Consignes:
1 - Traduisez en anglais la phrase suivante du texte sur le ji shū : « Particulièrement importants pour cette évolution ont été les efforts du douzième successeur du Yugyō-ha, Sonkan (尊観, 1349-1400) issu de la maison impériale du sud (époque Nanboku-chō), qui a développé des liens étroits entre l'école et la cour du sud, à Yoshino près de Nara, et a obtenu la protection spéciale des shoguns Ashikaga et de quelques puissants daimyō au début du XVe siècle. »
2 - Répondez aux questions suivantes d'après le texte sur le ji shū :
(a) Quelles années le texte indique-t-il pour Sonkan ?
(b) Qui a fondé la Shijō-ha ?
(c) D'après quoi la Tendō-ha tient-elle son nom ?

Extrait du texte:
——————————

Particulièrement importants pour cette évolution ont été les efforts du douzième successeur du Yugyō-ha, Sonkan (尊観, 1349-1400) issu de la maison impériale du sud (époque Nanboku-chō), qui a développé des liens étroits entre l’école et la cour du sud, à Yoshino près de Nara, et a obtenu la protection spéciale des shoguns Ashikaga et de quelques puissants daimyō au début du XVe siècle.

À cause de sa rapide ascension sociale et matérielle, le ji shū s’est divisé à cette époque, tout en demeurant puissant, et les douze écoles du ji shū (時宗十二派) sont finalement apparues :

  1. Taima-ha ;
  2. Yugyō-ha ;
  3. Ikkō-ha, fondée par Ikkō Shunjō (一向俊圣, 1239 ?-1287 ?) ;
  4. Okutani-ha, fondée par Sen-A ;
  5. Rokujō-ha, fondée par Shōkai ;
  6. Shijō-ha, fondée par Jō-A ;
  7. Kaii-ha, fondée par Kai-A ;
  8. Ryōzen-ha, fondée par Koku-A (国阿, 1314-1405) ;
  9. Koku-A-ha, également fondée par Koku-A ;
  10. Ichiya-ha, fondée par Sa-A ;
  11. Tendō-ha (d’après le temple où Ikkō Shunjō est mort)

——————————

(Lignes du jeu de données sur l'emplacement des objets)
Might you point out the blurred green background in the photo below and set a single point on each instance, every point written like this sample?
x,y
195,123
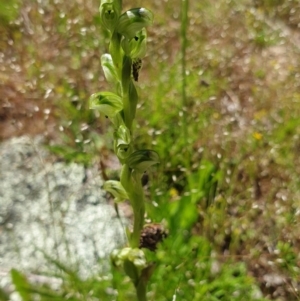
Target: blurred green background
x,y
228,185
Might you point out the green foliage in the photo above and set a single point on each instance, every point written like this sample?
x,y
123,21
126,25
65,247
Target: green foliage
x,y
227,186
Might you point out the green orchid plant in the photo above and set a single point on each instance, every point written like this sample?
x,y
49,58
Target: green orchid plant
x,y
121,68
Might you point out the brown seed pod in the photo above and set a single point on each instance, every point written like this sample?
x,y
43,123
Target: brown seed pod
x,y
151,235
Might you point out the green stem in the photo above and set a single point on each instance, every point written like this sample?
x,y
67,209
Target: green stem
x,y
135,193
183,34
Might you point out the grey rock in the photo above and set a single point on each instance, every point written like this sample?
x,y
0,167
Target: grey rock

——————————

Corrigé:
1 - Particularly important for this development were the efforts of the twelfth successor of the Yugyō-ha, Sonkan (尊観, 1349-1400), who came from the southern imperial house (Nanboku-chō period), developed close ties between the school and the southern court at Yoshino near Nara, and obtained the special protection of the Ashikaga shoguns and of some powerful daimyō at the beginning of the 15th century.

2 -
(a) 1349-1400.
(b) Jō-A.
(c) D'après le temple où Ikkō Shunjō est mort.